What is needed » From the records below, pull out every line that contains the word "ceiling" and copy each one unchanged.
........
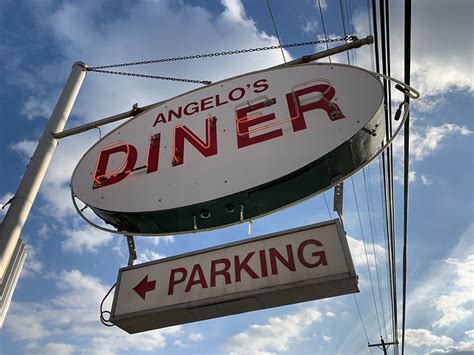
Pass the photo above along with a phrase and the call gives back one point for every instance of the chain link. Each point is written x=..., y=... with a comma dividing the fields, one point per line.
x=100, y=69
x=204, y=82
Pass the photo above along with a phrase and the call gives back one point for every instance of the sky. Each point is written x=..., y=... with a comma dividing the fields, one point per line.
x=71, y=266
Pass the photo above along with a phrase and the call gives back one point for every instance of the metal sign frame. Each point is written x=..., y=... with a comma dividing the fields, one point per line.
x=257, y=201
x=294, y=292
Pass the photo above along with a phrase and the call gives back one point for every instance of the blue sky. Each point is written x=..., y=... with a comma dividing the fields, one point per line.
x=70, y=266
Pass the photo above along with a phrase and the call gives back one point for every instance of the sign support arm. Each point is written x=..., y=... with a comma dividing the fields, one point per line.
x=16, y=216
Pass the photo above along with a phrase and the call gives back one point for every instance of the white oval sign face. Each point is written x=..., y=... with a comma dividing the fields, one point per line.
x=224, y=140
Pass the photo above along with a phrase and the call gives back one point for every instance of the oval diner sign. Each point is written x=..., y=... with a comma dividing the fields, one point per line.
x=233, y=150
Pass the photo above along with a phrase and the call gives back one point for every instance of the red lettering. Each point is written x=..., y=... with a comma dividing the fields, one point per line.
x=322, y=101
x=159, y=118
x=239, y=266
x=263, y=263
x=153, y=153
x=319, y=254
x=260, y=86
x=240, y=93
x=201, y=280
x=194, y=106
x=173, y=282
x=224, y=272
x=171, y=113
x=218, y=101
x=207, y=148
x=102, y=177
x=206, y=103
x=290, y=263
x=244, y=123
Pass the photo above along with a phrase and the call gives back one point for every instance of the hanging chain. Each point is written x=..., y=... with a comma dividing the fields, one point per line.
x=100, y=69
x=204, y=82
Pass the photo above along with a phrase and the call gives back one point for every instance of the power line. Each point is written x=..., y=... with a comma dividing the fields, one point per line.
x=344, y=27
x=366, y=257
x=362, y=321
x=407, y=46
x=275, y=28
x=324, y=27
x=374, y=251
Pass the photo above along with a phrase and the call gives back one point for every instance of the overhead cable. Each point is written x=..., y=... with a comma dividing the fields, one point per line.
x=276, y=30
x=324, y=27
x=406, y=156
x=366, y=257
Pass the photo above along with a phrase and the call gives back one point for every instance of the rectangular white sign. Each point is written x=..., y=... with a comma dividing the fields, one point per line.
x=293, y=266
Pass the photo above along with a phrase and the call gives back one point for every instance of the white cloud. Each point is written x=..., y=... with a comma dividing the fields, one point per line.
x=470, y=333
x=3, y=202
x=37, y=325
x=51, y=348
x=84, y=239
x=155, y=35
x=196, y=337
x=148, y=255
x=359, y=256
x=443, y=297
x=425, y=180
x=434, y=72
x=310, y=26
x=167, y=240
x=453, y=305
x=32, y=265
x=424, y=338
x=276, y=335
x=424, y=142
x=462, y=348
x=25, y=148
x=36, y=107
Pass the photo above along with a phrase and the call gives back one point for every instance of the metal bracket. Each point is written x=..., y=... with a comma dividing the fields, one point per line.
x=338, y=197
x=132, y=252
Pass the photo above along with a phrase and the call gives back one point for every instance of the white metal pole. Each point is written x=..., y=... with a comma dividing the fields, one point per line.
x=15, y=218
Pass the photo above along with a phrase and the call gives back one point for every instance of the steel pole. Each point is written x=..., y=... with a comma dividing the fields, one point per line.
x=15, y=218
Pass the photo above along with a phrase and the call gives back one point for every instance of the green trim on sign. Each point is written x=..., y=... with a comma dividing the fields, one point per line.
x=261, y=200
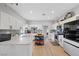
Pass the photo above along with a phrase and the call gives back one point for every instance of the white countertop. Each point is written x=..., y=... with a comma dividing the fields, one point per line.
x=23, y=39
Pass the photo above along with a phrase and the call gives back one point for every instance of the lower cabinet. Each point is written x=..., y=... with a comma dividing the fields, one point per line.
x=70, y=49
x=16, y=50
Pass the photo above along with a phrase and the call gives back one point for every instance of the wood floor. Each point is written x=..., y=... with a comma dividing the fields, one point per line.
x=48, y=50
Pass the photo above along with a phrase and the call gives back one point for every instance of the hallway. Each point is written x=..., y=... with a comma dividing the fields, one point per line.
x=48, y=50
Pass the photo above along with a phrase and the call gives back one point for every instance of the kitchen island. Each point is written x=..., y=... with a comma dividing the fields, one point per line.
x=17, y=46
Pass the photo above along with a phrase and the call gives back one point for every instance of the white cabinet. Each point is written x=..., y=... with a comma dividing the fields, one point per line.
x=70, y=49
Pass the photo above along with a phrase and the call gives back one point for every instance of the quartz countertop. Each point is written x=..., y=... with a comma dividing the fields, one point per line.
x=19, y=39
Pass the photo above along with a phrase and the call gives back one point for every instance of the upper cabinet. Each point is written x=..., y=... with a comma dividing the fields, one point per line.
x=8, y=21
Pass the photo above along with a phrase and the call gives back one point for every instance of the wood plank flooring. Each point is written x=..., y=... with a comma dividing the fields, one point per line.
x=48, y=50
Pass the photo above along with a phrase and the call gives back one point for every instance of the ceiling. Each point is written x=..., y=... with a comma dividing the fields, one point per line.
x=41, y=11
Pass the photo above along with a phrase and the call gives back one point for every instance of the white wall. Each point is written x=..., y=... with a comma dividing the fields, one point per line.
x=7, y=9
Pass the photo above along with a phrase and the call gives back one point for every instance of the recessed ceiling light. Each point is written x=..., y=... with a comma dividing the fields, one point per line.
x=31, y=12
x=52, y=12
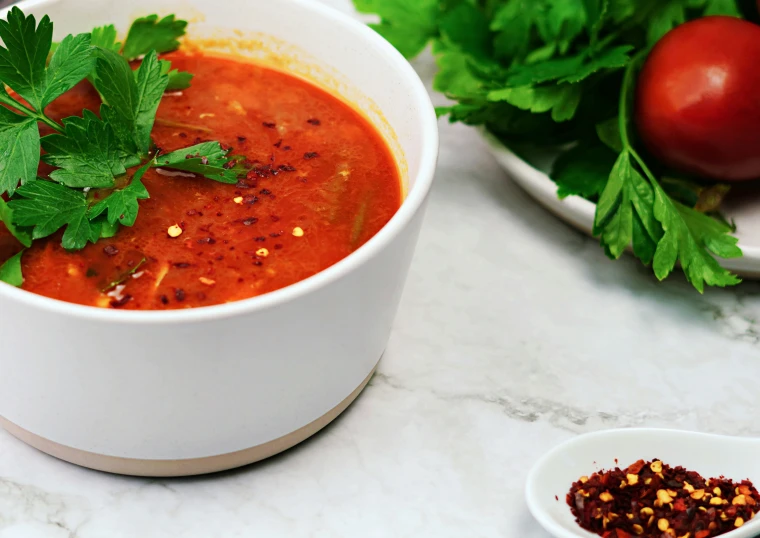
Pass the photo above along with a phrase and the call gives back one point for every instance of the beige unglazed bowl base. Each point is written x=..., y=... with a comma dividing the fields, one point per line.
x=188, y=467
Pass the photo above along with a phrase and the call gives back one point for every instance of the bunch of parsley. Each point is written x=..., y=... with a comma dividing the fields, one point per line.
x=93, y=152
x=562, y=73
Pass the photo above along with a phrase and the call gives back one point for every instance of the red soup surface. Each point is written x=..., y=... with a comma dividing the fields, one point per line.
x=323, y=183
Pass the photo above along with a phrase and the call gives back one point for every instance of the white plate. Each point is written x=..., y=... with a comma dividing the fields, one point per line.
x=579, y=212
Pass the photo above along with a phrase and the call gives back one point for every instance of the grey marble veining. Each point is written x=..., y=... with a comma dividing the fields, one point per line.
x=515, y=333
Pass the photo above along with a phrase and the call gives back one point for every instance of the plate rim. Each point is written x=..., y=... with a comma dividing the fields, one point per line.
x=579, y=212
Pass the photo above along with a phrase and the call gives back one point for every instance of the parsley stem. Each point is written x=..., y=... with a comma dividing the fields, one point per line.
x=623, y=114
x=20, y=107
x=50, y=123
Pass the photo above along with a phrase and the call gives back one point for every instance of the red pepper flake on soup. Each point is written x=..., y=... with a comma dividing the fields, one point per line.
x=655, y=500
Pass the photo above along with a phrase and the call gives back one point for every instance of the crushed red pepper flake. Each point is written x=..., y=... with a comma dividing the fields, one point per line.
x=654, y=500
x=110, y=250
x=118, y=303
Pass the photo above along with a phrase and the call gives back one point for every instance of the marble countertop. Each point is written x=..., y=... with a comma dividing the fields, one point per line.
x=514, y=334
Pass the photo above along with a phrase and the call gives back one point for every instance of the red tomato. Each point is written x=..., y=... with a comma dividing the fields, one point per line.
x=698, y=99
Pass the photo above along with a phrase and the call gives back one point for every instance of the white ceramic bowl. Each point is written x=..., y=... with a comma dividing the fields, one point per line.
x=201, y=390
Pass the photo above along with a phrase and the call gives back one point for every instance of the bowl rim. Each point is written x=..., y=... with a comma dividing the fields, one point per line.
x=400, y=220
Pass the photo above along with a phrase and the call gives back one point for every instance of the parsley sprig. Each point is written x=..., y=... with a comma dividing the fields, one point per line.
x=562, y=72
x=92, y=152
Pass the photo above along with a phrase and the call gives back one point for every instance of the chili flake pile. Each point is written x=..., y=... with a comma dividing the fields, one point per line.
x=652, y=499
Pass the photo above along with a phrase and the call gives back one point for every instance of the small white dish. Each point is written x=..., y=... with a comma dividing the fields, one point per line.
x=579, y=212
x=710, y=455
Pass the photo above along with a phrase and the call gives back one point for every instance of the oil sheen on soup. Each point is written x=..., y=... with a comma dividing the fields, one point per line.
x=322, y=182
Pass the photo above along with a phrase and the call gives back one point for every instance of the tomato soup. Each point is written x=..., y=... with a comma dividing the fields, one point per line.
x=321, y=182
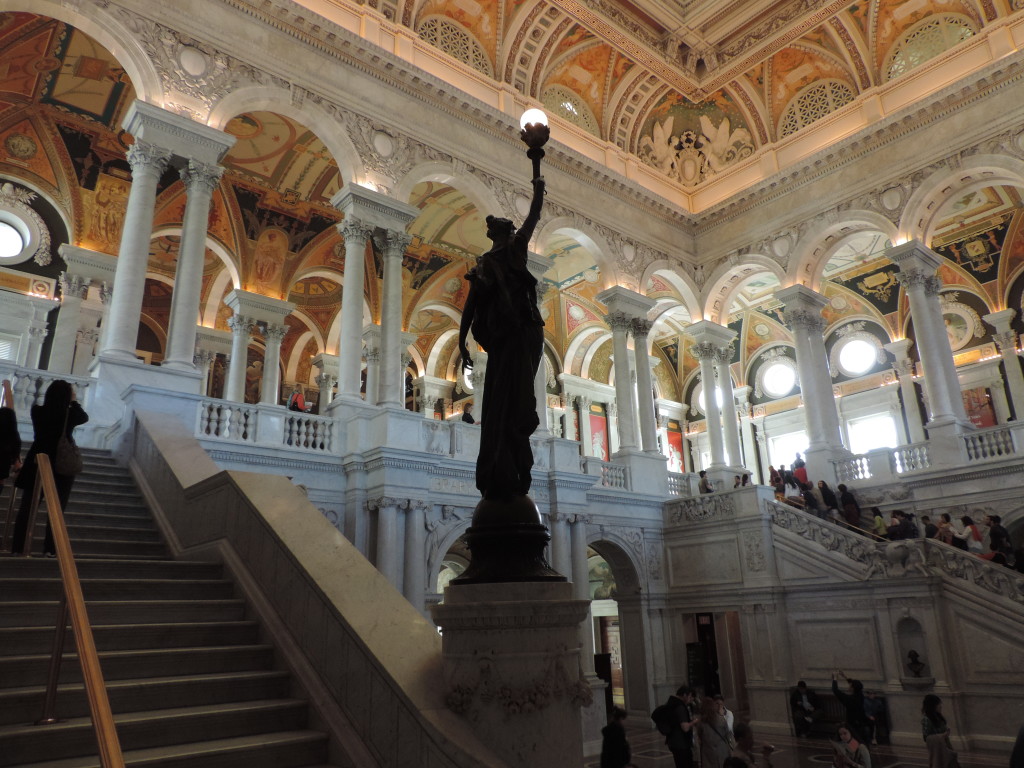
........
Solution for this problem »
Pass the photo above along with a phrase and the call gives back one point for every instance of the ceiling. Each point is written x=..., y=... with a comma dividing the fields, one point per line.
Pass the photo above along with a phrase and the call gives back one point for every instance of the recessed ceiling light. Each point is written x=..., y=... with a comma dividing the fields, one point per line.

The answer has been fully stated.